Scan the entries and state how many lines contain "metal". Write no other text.

Spatial localization data
━━━

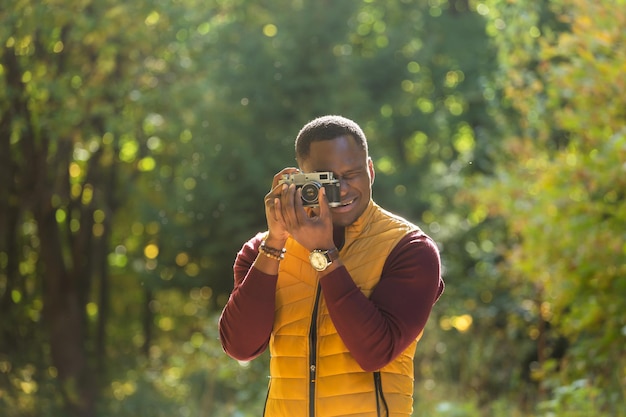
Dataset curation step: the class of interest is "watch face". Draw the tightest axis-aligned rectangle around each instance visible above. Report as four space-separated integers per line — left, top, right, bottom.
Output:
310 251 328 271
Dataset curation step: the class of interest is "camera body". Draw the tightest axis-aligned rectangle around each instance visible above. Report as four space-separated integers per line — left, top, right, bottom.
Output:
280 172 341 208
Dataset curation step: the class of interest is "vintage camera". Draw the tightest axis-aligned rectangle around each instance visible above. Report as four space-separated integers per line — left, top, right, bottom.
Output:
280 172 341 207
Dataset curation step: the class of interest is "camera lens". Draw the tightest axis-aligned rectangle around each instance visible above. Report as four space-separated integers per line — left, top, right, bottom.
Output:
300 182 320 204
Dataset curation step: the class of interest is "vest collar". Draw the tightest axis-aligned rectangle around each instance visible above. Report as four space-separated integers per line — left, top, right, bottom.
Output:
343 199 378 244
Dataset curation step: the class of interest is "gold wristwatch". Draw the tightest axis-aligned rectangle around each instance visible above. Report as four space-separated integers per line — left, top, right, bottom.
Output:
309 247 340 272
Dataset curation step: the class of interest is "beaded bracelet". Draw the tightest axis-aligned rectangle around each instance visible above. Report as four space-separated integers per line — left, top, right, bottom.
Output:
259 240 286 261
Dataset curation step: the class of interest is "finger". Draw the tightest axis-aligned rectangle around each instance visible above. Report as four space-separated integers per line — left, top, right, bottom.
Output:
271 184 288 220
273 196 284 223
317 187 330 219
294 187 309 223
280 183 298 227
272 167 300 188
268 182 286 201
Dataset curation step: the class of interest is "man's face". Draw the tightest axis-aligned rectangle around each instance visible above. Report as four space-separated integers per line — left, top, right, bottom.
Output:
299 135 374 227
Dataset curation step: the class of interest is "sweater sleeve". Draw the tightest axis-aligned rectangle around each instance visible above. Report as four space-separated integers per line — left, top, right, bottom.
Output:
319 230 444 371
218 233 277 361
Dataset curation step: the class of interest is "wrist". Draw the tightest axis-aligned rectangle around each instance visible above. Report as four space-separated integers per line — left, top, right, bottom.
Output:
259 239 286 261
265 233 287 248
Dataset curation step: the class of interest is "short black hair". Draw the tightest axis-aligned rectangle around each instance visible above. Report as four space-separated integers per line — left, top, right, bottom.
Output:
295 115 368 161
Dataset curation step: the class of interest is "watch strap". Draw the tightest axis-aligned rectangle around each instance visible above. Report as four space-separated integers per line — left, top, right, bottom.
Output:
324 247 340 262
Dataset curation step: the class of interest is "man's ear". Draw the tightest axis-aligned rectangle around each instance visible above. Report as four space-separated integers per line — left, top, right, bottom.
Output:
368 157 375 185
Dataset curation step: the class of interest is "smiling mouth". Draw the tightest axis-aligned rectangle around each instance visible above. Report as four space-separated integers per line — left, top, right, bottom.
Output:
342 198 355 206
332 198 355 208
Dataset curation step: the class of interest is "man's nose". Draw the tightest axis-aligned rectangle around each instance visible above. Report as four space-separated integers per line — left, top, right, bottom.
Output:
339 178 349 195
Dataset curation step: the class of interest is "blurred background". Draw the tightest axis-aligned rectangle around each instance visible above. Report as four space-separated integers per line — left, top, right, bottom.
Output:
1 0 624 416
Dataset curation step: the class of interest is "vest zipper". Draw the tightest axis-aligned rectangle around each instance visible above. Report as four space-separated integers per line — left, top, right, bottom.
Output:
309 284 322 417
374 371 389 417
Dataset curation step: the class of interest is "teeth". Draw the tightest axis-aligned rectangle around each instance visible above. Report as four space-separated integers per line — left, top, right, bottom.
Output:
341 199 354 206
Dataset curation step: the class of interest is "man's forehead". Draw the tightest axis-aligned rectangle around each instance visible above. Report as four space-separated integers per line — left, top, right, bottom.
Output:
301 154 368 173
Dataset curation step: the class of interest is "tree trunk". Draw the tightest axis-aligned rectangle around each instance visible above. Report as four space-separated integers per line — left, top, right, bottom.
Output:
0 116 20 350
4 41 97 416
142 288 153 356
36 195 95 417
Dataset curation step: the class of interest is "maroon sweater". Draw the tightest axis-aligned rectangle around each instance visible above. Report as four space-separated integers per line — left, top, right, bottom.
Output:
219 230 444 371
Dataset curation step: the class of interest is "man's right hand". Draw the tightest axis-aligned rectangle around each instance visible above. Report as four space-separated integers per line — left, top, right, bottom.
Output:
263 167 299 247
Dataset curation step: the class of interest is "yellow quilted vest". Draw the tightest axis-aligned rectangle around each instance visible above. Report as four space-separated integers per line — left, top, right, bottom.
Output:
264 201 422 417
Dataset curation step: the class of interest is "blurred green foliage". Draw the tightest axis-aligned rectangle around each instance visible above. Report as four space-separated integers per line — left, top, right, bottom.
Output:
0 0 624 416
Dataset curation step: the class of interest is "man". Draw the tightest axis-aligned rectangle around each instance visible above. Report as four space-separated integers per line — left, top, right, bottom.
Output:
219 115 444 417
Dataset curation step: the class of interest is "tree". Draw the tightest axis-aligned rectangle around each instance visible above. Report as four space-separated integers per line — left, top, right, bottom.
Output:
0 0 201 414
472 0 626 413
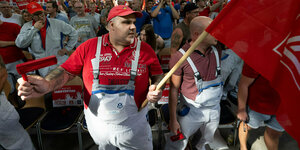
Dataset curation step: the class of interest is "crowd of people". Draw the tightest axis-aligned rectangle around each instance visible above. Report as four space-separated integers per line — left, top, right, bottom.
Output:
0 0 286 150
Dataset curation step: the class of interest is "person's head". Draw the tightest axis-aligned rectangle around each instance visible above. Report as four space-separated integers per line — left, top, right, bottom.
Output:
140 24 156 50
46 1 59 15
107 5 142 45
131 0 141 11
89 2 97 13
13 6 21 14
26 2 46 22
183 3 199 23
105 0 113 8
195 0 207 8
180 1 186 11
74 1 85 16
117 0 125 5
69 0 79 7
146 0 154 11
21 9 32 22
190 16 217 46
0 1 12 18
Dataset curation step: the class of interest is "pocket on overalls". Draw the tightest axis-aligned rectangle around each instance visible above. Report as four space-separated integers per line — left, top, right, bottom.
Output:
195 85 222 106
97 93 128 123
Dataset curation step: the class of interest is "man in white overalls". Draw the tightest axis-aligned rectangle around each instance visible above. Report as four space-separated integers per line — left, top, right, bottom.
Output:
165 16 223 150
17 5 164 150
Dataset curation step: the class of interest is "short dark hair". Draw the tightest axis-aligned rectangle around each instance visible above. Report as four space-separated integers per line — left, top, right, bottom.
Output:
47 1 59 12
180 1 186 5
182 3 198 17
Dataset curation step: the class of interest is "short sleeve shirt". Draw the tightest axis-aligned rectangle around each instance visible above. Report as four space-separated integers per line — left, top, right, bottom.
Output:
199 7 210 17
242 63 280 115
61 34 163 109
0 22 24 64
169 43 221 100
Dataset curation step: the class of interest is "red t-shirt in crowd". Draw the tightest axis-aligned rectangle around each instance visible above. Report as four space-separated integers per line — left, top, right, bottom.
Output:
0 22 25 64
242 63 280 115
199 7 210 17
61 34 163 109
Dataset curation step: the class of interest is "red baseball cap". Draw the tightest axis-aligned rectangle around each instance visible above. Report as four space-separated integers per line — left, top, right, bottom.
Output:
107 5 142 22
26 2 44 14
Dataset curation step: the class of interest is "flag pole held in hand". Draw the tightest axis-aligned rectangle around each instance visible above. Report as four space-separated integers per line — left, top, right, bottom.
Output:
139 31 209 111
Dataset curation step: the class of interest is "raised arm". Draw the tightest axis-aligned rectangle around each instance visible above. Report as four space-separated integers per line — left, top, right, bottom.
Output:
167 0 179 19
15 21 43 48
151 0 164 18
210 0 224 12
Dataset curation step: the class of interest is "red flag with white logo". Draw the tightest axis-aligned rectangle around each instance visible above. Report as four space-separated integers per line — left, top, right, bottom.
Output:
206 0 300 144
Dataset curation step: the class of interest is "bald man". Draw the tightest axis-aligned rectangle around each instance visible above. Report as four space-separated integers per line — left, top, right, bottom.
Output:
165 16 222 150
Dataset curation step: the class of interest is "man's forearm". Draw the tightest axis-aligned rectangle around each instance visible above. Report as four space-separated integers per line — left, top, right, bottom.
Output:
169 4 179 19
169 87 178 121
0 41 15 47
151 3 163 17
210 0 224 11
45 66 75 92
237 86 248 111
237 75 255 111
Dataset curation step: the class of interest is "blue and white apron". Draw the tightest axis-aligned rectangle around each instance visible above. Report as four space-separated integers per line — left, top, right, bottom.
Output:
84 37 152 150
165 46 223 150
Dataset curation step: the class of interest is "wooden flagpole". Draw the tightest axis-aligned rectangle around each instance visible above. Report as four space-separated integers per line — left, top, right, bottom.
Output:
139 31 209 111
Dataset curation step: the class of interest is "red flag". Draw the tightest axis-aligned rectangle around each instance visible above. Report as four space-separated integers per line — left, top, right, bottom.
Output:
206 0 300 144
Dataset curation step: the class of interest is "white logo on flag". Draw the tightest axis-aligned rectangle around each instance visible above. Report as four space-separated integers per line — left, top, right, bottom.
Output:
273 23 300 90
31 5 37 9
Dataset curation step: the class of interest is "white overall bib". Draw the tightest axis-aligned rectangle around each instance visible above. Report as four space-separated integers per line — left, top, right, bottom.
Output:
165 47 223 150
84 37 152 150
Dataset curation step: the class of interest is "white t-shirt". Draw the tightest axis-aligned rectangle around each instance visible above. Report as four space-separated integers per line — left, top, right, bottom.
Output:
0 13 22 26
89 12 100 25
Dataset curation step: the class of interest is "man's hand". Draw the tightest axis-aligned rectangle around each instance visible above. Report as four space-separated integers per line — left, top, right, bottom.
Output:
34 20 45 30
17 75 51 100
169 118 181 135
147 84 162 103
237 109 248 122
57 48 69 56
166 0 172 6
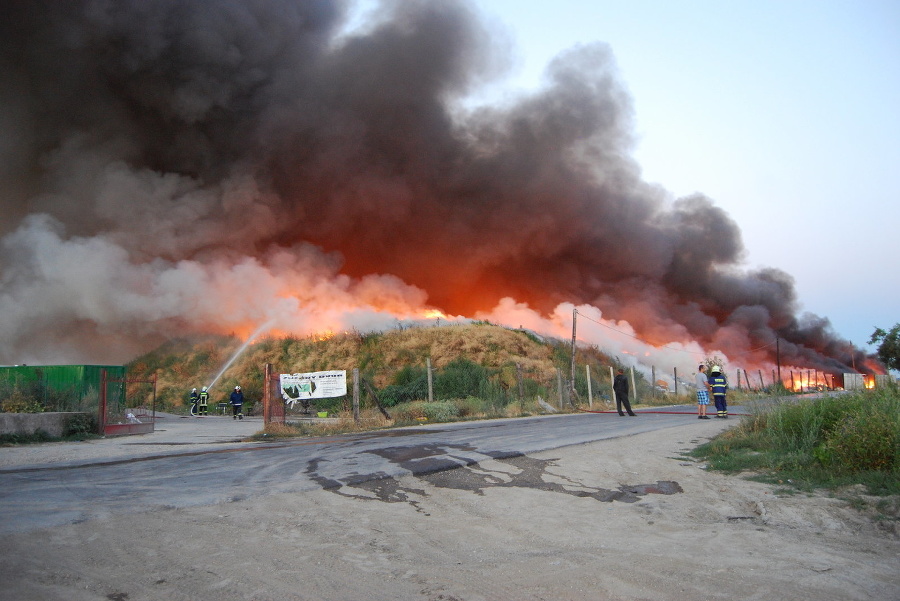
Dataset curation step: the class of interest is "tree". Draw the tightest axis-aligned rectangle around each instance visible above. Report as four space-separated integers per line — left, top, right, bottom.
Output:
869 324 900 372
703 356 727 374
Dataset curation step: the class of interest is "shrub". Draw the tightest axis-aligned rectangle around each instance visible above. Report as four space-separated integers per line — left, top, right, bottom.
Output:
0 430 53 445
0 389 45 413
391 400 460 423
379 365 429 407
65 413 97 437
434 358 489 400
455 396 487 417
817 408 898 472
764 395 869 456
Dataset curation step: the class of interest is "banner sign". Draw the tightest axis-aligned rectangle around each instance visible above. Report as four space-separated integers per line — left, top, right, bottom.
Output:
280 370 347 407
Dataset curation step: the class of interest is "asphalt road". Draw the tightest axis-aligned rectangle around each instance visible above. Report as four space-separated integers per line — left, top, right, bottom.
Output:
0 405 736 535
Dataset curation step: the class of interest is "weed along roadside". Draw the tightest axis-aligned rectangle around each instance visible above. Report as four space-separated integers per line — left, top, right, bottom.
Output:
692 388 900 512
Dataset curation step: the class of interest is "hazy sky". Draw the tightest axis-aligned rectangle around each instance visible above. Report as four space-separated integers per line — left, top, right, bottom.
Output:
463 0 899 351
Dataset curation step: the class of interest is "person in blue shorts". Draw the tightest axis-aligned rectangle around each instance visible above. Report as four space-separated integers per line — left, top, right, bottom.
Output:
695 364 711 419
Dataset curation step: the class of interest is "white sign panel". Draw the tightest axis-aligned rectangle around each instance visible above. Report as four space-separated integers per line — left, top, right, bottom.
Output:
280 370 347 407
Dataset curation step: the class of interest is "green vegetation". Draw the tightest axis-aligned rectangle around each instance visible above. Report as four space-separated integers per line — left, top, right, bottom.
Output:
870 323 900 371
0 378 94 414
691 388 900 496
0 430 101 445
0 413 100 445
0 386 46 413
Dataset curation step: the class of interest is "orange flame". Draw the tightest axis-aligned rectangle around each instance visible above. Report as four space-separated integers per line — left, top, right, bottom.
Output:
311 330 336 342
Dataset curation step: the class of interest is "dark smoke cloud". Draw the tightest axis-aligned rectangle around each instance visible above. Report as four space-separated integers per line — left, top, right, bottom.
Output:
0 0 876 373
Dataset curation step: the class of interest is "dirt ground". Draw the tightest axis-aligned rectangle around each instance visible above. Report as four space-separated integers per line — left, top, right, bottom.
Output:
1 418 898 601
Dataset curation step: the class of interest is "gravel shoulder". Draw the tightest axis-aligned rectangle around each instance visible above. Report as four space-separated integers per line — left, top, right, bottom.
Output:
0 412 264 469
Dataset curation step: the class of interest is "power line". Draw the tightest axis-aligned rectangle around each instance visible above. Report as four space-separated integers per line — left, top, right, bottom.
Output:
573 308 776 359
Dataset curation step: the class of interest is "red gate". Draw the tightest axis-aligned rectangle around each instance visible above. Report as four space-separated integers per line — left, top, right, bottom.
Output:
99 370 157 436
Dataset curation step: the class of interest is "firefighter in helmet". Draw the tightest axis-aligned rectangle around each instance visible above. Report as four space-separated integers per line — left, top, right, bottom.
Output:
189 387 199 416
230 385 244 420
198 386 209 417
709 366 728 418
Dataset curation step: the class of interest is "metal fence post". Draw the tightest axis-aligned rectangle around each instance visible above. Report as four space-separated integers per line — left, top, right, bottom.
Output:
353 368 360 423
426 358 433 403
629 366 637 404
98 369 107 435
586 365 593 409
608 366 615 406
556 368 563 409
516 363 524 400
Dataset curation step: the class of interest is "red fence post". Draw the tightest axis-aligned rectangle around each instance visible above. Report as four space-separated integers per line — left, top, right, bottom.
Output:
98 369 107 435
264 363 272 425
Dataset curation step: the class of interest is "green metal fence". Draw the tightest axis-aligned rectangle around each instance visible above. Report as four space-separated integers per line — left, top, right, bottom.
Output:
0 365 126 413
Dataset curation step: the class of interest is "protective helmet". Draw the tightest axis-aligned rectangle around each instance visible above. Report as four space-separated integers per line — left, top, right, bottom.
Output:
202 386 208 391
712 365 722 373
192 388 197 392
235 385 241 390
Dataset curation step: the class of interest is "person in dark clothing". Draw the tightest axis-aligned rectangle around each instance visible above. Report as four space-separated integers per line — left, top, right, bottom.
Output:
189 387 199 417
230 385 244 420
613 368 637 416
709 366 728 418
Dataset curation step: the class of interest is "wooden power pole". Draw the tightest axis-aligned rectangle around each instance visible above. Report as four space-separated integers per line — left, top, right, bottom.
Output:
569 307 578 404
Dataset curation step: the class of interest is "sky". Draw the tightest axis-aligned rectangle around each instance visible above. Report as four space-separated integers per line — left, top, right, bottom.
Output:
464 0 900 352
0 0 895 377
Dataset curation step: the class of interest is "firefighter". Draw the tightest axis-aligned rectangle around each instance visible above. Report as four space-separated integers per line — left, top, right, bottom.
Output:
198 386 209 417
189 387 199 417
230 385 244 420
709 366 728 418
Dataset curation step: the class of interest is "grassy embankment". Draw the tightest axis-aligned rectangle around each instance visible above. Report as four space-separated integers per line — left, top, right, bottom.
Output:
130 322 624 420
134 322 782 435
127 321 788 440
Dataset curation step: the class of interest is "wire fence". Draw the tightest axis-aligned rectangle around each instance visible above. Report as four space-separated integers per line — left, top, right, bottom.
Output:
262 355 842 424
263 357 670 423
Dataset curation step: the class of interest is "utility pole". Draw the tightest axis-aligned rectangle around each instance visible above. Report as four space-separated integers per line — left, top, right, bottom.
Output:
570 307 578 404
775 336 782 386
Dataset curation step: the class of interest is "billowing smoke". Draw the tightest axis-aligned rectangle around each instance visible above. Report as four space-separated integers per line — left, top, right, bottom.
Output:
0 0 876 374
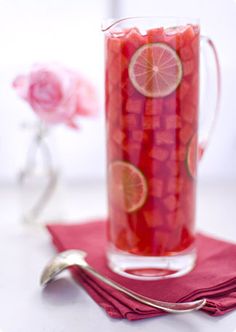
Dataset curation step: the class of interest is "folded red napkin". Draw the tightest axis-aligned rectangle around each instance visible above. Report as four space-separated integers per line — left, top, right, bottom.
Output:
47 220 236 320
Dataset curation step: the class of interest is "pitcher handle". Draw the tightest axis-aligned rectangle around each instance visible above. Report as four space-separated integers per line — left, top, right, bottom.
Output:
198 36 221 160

━━━

*Task response:* 2